### RECORD EXCERPTS
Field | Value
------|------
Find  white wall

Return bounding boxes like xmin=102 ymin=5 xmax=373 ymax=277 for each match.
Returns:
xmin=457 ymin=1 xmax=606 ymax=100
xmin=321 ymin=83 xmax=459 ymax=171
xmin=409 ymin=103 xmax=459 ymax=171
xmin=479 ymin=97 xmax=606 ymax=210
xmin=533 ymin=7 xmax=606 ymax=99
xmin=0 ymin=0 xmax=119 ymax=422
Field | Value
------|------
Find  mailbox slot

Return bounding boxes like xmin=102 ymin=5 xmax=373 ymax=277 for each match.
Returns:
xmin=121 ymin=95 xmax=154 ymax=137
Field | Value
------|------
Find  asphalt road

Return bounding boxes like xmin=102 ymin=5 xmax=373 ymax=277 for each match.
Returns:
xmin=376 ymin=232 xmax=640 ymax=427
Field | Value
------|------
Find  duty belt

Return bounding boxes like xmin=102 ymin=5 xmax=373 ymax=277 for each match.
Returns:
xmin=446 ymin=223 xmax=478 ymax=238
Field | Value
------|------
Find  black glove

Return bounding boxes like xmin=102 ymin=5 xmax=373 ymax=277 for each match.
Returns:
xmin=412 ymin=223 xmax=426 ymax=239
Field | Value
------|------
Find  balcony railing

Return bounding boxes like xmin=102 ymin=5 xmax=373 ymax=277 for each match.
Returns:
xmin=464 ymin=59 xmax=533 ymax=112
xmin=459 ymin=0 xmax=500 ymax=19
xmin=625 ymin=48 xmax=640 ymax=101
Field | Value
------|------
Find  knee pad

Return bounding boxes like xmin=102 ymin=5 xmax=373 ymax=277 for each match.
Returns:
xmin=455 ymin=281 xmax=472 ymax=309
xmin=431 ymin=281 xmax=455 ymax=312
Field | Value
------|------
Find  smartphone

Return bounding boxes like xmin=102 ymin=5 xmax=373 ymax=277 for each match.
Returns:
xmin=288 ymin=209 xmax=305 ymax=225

### DESCRIPTION OF THE TASK
Set every record down word for word, omitting none.

### TASK RESPONSE
Field | Value
------|------
Find  white wall

Return bounding boxes like xmin=102 ymin=5 xmax=373 ymax=277 for each match.
Returns:
xmin=457 ymin=1 xmax=606 ymax=100
xmin=321 ymin=83 xmax=459 ymax=171
xmin=409 ymin=103 xmax=459 ymax=171
xmin=479 ymin=97 xmax=606 ymax=210
xmin=533 ymin=7 xmax=606 ymax=99
xmin=0 ymin=0 xmax=119 ymax=422
Field | Value
------|------
Find  mailbox slot

Return bounding boxes like xmin=102 ymin=5 xmax=373 ymax=277 for each match.
Returns:
xmin=121 ymin=95 xmax=154 ymax=137
Field | Value
------|------
Find  asphalt road

Return bounding boxes like xmin=102 ymin=5 xmax=373 ymax=277 for each match.
Returns:
xmin=376 ymin=232 xmax=640 ymax=427
Field | Value
------|------
Find  duty belt

Return bounding boxes like xmin=102 ymin=5 xmax=373 ymax=277 for each match.
Returns:
xmin=446 ymin=223 xmax=478 ymax=238
Field | Value
------|------
Find  black glove

Return bounding boxes like xmin=102 ymin=5 xmax=373 ymax=277 for each match.
Returns:
xmin=412 ymin=223 xmax=426 ymax=239
Field | Value
------|------
Find  balcony railing

Return bounding boxes like xmin=102 ymin=5 xmax=373 ymax=277 for each match.
Returns:
xmin=464 ymin=59 xmax=533 ymax=112
xmin=459 ymin=0 xmax=500 ymax=19
xmin=625 ymin=48 xmax=640 ymax=101
Field | Value
------|------
Find  knee pad

Return bounding boxes like xmin=102 ymin=5 xmax=373 ymax=277 for each match.
Returns:
xmin=455 ymin=281 xmax=472 ymax=309
xmin=431 ymin=281 xmax=455 ymax=312
Field | Value
------|------
Find  smartphone

Return bounding boxes like xmin=102 ymin=5 xmax=373 ymax=277 for each match.
Returns:
xmin=288 ymin=209 xmax=305 ymax=225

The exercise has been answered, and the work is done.